TASK INSTRUCTIONS: Reproduce every one of the lines below word for word, in the same order.

RECORDS FOR PROCESSING:
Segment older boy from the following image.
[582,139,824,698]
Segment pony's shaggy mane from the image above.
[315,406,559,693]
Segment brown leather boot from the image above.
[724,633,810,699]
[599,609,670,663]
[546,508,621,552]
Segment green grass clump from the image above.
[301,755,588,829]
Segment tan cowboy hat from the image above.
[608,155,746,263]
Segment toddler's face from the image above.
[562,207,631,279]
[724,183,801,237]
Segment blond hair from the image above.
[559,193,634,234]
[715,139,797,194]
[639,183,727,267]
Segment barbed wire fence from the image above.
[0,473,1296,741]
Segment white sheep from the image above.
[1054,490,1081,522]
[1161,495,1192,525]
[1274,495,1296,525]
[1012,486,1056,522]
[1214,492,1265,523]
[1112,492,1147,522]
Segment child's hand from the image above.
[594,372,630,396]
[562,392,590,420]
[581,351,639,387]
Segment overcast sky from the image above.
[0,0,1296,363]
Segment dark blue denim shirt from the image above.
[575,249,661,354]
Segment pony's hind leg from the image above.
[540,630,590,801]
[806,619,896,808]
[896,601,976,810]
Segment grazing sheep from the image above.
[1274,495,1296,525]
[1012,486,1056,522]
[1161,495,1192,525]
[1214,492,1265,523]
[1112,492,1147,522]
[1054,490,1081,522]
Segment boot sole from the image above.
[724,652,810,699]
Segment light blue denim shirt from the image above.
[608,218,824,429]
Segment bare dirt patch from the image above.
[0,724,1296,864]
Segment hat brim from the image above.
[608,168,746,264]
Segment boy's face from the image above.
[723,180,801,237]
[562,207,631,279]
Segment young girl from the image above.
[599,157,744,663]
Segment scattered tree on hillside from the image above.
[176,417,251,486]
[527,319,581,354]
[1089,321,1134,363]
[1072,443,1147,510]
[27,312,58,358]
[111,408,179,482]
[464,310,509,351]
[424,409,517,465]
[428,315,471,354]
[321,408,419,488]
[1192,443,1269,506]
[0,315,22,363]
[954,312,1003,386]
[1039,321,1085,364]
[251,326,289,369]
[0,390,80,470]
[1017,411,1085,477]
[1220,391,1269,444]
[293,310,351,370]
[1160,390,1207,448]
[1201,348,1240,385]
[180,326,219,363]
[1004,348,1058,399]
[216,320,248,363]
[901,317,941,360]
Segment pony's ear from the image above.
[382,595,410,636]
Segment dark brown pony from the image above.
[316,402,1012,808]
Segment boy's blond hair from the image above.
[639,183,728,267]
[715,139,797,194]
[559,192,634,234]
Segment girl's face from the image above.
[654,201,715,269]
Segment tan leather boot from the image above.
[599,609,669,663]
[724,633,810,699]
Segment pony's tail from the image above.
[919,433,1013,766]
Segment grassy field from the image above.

EXERCISE OUTPUT:
Segment older boy from the following image.
[582,139,824,698]
Segment pony's shaggy mane from the image above.
[315,406,559,693]
Segment brown leather boot from the image above.
[724,633,810,699]
[599,609,670,663]
[546,508,621,552]
Segment green grass clump from the image above.
[301,755,588,829]
Segment tan cowboy hat from the image above.
[608,155,746,263]
Segment toddler's face from the image above.
[562,207,631,279]
[724,183,801,237]
Segment blond hair from the image above.
[559,193,634,234]
[715,139,797,194]
[639,183,727,267]
Segment barbed wire fence from the image above.
[0,473,1296,741]
Segment white sheep from the image above.
[1054,490,1081,522]
[1161,495,1192,525]
[1274,495,1296,525]
[1012,486,1056,522]
[1214,492,1265,523]
[1112,492,1147,522]
Segment child's hand from the image above.
[594,372,630,396]
[562,392,590,420]
[581,351,639,387]
Segment overcast sky from the image above.
[0,0,1296,363]
Segment dark blue denim shirt from the image above.
[575,249,661,354]
Segment pony's hind leg from the image above.
[540,630,590,801]
[806,619,896,808]
[896,601,976,810]
Segment grazing sheep from the image above.
[1274,495,1296,525]
[1012,486,1056,522]
[1161,495,1192,525]
[1214,492,1265,523]
[1112,492,1147,522]
[1054,490,1081,522]
Segment boot sole from the image above.
[724,652,810,699]
Segment light blue denim shirt from the image above.
[608,218,824,429]
Segment bare dirt patch from the image above.
[0,724,1296,864]
Segment hat brim from the image above.
[608,168,746,264]
Segment boy's face from the image above.
[723,180,801,237]
[562,207,631,279]
Segment young girl from the image above.
[599,157,744,663]
Segment scattered tree on hillside from the image above.
[176,417,251,486]
[527,319,581,354]
[1089,321,1134,363]
[1072,443,1147,510]
[27,312,58,358]
[111,408,179,482]
[464,310,509,351]
[424,409,517,465]
[428,315,471,354]
[321,408,419,488]
[1192,443,1269,506]
[0,315,22,363]
[954,312,1003,386]
[1039,321,1085,364]
[251,326,289,369]
[0,390,80,470]
[1017,411,1085,477]
[1220,391,1269,444]
[293,310,351,370]
[1160,390,1207,448]
[1201,348,1240,385]
[180,326,219,363]
[1004,348,1058,399]
[216,320,248,363]
[901,317,941,360]
Segment pony's ear from the image above.
[382,595,410,636]
Segment dark brown pony from the image above.
[316,402,1012,808]
Segment boy's blond hair from the image above.
[639,183,728,267]
[715,139,797,194]
[559,192,634,234]
Segment girl's face from the image above.
[654,201,715,269]
Segment tan leather boot from the image above.
[599,609,669,663]
[724,633,810,699]
Segment pony's tail from the image above.
[919,433,1013,766]
Segment grassy field from the image above.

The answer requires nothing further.